EXTRACT PROVIDED:

(begin)

When it comes to engaging with the Chinese government, the U.S. Government has long relied on strategic ambiguity over Taiwan, and the issue of human rights, to generate room for maneuver in its dealings with Beijing. Since the advent of popularly elected Taiwanese Presidents in 1996, the U.S. has followed a rhetorical and diplomatic course that could be summed up as ‘defend the status-quo’. In the last two Taiwanese Presidential elections, there is some evidence that Washington was less than partial in the run up to the vote - favoring a party that also claimed to want to protect the ‘status-quo’. But what is the ‘status-quo’ and is it a fixed or fluid definition of the relationship between Taiwan and China?
During the Lee and Chen Presidencies, the ‘Status-Quo’ was not only defined by Taiwanese de facto independence, and rising Taiwanese identification as a separate national entity from China, but also by Beijing’s constant pressure on Washington to castigate or punish Taiwan for alleged ‘provocative’ statements or moves. This strategy came in addition to more direct messages such as the missile ‘tests’ over the strait in 1996, and the Anti-Secession Law of 2005. It is here where analysts make a crucial error. While they often point to Lee and Chen’s so-called Taiwanese nationalism as a dangerous fantasy, political brinkmanship, and overtly antagonistic, they fail to note that it was Chinese nationalism in China, and also in Taiwan, that constructed the outrage, the hurt feelings, and the charge of being provoked, as well as maintaining the very real and expanding threat of deadly military retaliation; all this against an independently functioning, democratic, and above all, peaceful Taiwan. Between about 1996 and 2008, the ‘Status-Quo’ was firstly defined as Taiwan (ROC) and China (PRC) in a ‘special state-to-state’, and later unofficially as a ‘state-to-state’ relationship, in which neither country officially recognized the sovereignty or authority of the other. The ‘Status-Quo’ during that period also acknowledged, in Taiwan and internationally, the reality of Taiwan’s ‘de facto independence’ as a nation currently using the formal title of the Republic of China. Taiwan and the R.O.C. were linguistic equivalents.

(end)

RAW DATA:
(begin)

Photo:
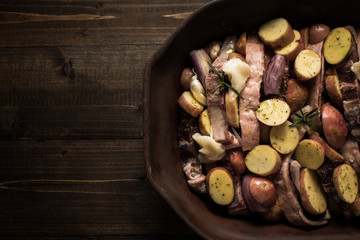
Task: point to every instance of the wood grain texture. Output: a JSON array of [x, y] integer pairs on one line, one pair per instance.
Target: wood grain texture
[[71, 119]]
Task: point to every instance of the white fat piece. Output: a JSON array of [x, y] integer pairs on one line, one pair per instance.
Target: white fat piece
[[197, 90], [210, 150], [238, 72]]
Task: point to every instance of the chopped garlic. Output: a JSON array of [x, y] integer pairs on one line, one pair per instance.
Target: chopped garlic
[[197, 90], [210, 150], [238, 72], [356, 69]]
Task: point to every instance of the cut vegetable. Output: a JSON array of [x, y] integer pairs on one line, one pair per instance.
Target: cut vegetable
[[276, 33], [274, 75], [310, 154], [273, 112], [201, 60], [331, 153], [307, 65], [334, 126], [237, 160], [296, 94], [263, 160], [220, 186], [346, 183], [232, 109], [337, 45], [284, 138], [189, 104], [204, 123], [312, 196], [318, 32], [291, 50], [332, 87]]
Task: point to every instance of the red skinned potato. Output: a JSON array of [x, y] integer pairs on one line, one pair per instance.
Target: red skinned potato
[[240, 45], [275, 213], [296, 94], [263, 191], [185, 78], [332, 87], [237, 160], [251, 203], [331, 153], [220, 186], [318, 32], [304, 32], [189, 104], [334, 126]]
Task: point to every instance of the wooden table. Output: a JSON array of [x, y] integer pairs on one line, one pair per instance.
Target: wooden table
[[71, 118]]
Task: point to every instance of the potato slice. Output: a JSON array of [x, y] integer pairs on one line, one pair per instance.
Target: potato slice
[[312, 196], [337, 45], [331, 153], [291, 50], [204, 123], [276, 33], [284, 138], [220, 186], [273, 112], [346, 183], [307, 65], [232, 109], [263, 160], [189, 104], [310, 154], [296, 94]]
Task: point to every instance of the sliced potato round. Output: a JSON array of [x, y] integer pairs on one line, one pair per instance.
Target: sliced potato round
[[273, 112], [276, 33], [263, 160], [337, 45], [307, 65], [220, 185], [310, 154], [346, 182], [284, 138], [291, 50], [312, 196], [204, 123]]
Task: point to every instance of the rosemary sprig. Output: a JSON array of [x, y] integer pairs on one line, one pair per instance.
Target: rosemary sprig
[[224, 81], [305, 118]]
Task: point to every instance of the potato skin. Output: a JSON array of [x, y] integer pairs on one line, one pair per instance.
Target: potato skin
[[318, 32], [237, 160], [331, 153], [334, 126], [240, 45], [185, 78], [263, 191], [332, 87], [189, 104], [220, 186], [296, 94], [311, 192]]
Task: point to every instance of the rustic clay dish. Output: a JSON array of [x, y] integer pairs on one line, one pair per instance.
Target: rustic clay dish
[[161, 115]]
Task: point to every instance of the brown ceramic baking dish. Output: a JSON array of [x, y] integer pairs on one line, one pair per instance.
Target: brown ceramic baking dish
[[161, 115]]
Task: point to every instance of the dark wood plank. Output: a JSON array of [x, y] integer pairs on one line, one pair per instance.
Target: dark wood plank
[[53, 23], [59, 188]]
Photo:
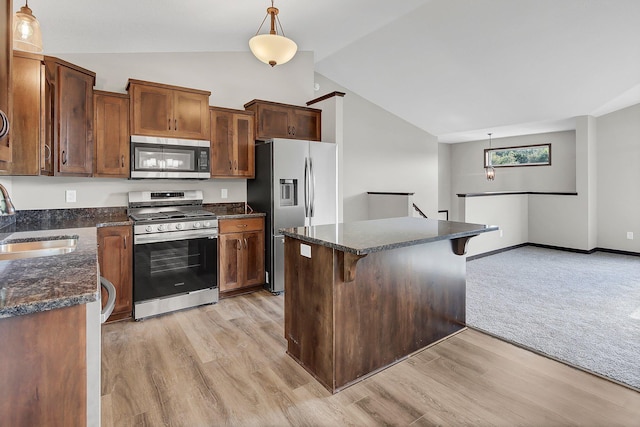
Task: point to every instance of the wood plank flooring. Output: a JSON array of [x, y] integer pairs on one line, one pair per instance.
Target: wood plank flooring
[[225, 364]]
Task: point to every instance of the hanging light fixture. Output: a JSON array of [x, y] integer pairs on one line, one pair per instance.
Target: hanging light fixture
[[489, 171], [272, 48], [26, 30]]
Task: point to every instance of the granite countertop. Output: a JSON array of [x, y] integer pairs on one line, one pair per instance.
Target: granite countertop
[[38, 284], [364, 237]]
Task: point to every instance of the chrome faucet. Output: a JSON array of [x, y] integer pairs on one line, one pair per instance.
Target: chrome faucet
[[9, 209]]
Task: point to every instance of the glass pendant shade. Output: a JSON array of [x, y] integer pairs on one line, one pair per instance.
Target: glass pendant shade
[[490, 172], [273, 49], [27, 35]]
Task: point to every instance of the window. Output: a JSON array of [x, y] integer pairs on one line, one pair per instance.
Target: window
[[530, 155]]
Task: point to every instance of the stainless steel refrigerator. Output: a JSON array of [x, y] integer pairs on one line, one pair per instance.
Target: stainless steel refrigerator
[[296, 184]]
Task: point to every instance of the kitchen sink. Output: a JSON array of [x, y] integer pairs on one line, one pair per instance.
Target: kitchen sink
[[37, 248]]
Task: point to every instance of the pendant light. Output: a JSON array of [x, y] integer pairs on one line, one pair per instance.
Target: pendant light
[[26, 30], [489, 171], [272, 48]]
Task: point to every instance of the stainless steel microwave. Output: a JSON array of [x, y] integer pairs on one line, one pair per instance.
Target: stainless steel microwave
[[154, 157]]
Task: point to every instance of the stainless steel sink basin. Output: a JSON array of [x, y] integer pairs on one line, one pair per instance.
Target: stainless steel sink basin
[[37, 248]]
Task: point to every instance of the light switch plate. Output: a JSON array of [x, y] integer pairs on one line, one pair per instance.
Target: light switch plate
[[305, 250]]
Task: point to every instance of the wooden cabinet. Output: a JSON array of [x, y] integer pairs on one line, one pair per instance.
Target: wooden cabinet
[[241, 255], [232, 143], [6, 46], [70, 105], [274, 120], [168, 111], [115, 257], [27, 125], [111, 134]]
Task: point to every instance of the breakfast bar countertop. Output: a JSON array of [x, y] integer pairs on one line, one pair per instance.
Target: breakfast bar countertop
[[31, 285], [364, 237]]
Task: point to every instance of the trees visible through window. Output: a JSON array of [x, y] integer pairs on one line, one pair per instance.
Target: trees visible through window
[[530, 155]]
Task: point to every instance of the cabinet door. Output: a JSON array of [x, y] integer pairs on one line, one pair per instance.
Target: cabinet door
[[111, 123], [6, 15], [75, 122], [273, 122], [115, 255], [254, 258], [230, 258], [152, 111], [191, 115], [28, 113], [305, 125], [244, 145], [221, 144]]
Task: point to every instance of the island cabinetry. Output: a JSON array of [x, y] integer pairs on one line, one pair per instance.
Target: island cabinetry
[[115, 258], [69, 109], [241, 255], [29, 150], [43, 368], [274, 120], [168, 111], [232, 143], [111, 134], [6, 45]]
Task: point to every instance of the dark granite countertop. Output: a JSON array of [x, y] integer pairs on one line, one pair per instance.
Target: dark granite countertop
[[364, 237], [38, 284]]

(end)

SET TASK 1: How would you sum up the passage on Taiwan's status quo in two sentences?
SET TASK 2: What does the passage on Taiwan's status quo say Chinese nationalism constructed or maintained? List every item it names.

FULL OUTPUT 1: Since Taiwan began popularly electing its Presidents in 1996, the U.S. has followed a course of defending the "status-quo" between Taiwan and China, and the passage asks whether that status quo is fixed or fluid. Under Lee and Chen it meant Taiwan's de facto independence and a "state-to-state" relationship with the PRC, and the passage argues that analysts who fault Taiwanese nationalism miss that Chinese nationalism built the outrage and the growing military threat against a peaceful, democratic Taiwan.

FULL OUTPUT 2:
- The outrage
- The hurt feelings
- The charge of being provoked
- The very real and expanding threat of deadly military retaliation